Exercise objective: Convert the data from the line containing "the white stripe" down through the line containing "[(292, 600), (1002, 505)]", both included, into a two-column CSV with the headers input and output. Each row should hold one text and the answer that follows it, with each value in a single quoted field and any line breaks replaced by spaces.

Data entries:
>>

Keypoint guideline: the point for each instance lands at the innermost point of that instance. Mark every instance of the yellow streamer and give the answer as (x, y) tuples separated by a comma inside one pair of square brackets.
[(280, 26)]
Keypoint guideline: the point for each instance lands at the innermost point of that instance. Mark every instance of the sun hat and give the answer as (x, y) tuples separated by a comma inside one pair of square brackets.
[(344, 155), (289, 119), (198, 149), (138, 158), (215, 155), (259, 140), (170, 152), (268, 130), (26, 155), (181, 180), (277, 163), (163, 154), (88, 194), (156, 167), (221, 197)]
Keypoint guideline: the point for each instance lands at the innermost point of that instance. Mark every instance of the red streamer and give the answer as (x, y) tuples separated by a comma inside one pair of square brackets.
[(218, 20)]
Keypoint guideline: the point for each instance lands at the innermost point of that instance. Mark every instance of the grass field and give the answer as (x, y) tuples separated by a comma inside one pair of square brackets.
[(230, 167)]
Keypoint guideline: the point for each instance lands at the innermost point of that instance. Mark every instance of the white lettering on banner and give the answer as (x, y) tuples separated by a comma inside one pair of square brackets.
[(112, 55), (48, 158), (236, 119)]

<<
>>

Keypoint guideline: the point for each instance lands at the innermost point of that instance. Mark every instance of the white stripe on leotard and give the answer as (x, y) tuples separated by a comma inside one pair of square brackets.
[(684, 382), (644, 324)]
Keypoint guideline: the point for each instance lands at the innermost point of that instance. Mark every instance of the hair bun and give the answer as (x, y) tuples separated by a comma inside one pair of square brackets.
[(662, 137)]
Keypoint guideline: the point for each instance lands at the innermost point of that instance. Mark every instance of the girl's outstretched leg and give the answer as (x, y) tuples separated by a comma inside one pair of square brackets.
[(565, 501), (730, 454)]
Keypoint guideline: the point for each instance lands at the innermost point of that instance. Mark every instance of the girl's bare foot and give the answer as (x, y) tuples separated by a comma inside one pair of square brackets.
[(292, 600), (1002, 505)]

<<

The solution:
input,output
"Keypoint guideline: the point for each instance lands at the innermost point of that instance. Mark every instance of the white stripe on leotard and give the answer as (x, y) tuples separated by a comma inside one pair of square brackets.","[(684, 382), (644, 324)]"
"Keypoint guideline: the point for each instance lands at the innermost point of that instance. Mark every instance of the hair bun and give the answer as (x, y) tuples separated by a comma inside one pair of square brackets.","[(662, 137)]"
"Keypoint guideline: the point for each instance lands at the innermost point of that instance. Mark every instance of the girl's outstretched leg and give the answer as (x, y) tuples separated by a comma inside one pair of square brackets.","[(565, 501), (730, 454)]"
"Keypoint guideline: the point for each instance lands at the innermost point of that instance. Mark every instance of the girl's bare foot and give the answer as (x, y) tuples separated by a comma inside one pair of square brackets.","[(292, 600), (1002, 505)]"